Passage:
==*==
Well, reading the opinion of others is one thing, but I was just trying to make it clear through
example that there are times where literal interpretation and application of the rules certainly is
fundamentally wrong.

Antanarjuat is a great player with a strong sense of Spirit and fair play as well as knowledge of
the rules. But he's missed the mark a bit in this area. Perhaps through those scenarios, he'll
realize and believe it to be the case.

Travel would be the correct call.

Regardless of the current wording (which will be considered for edit/adjustment), just as the disc can only be advanced by passes, the disc only becomes out of bounds during passes. A thrower drifting OB while in possession should not cause the disc to become OB resulting in a turnover. That will always be a result of a misplacement of the pivot, which is a travel.

"Do you think it's fundamentally wrong for me to call foul on you?"

Honestly, and with all due respect, I don't think there's much point to discussing these. I think a loophole is a loophole, which happens to be problematic when everyone on the field is a referee. I feel I can't tell the referee strictly what to call in a case like this -- only what I think he should call, and what his peers would call. But, hey, if you want to take a stricter stance, don't let my hesitation stop you.

We're really just differing in opinion on whether the subject is technically incorrect or morally incorrect. I think this is a such a trivial difference in stance between us that it's silly to keep talking about it at the expense of readers whom we'll only confuse with our semantics.

"We're really just differing in opinion on whether the subject is technically incorrect or morally
incorrect. I think this is a such a trivial difference in stance between us that it's silly to keep
talking about it at the expense of readers whom we'll only confuse with our semantics."

I think we agree that these loopholes should not be called. If you want to say that doesn't make
it wrong, ok, but I think that is what's going to confuse readers, not to mention encourage the
exploitation (hey, it's not "wrong", so it's ok).

I think the vast majority of ultimate players, including those that make up the rules governing
body would agree that it's wrong to exploit these loopholes. People should focus on that point.

Back to exploiting the rules, and YM, about your point, I agree with the travel call. I don't support calling "Out" because that's not the intent of the rule. And we all know that the rules are supposed to enact (or recreate) what would have happened if the foul/violation not been required.

In no way is a player who has established in-bounds possession of the disc, and who retains possession of the disc, meant 'by rule' to lose possession based on where he steps. That is not the intent of this rule.

The supposed advantage of a travel, and the reason it is called, is because the thrower is gaining unfair advantage on the marker. A travel is meant to be called in this case (as the thrower has stepped away), and the play is re-done with the thrower no longer gaining that advantage.

Nothing in this scenario screams "turn-over".
==*==
Source excerpt:

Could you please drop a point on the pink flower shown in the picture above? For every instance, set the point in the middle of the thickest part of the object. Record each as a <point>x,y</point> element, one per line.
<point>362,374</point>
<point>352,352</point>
==*==
To do:
a – In the ultimate rules discussion, what call does the writer say should be made when a thrower drifts out of bounds while holding the disc?
b – Print the part of the ultimate rules discussion starting at "Regardless of the" and ending at "is a travel.".

Worked answers:
a – A travel.

b –
Regardless of the current wording (which will be considered for edit/adjustment), just as the disc can only be advanced by passes, the disc only becomes out of bounds during passes. A thrower drifting OB while in possession should not cause the disc to become OB resulting in a turnover. That will always be a result of a misplacement of the pivot, which is a travel.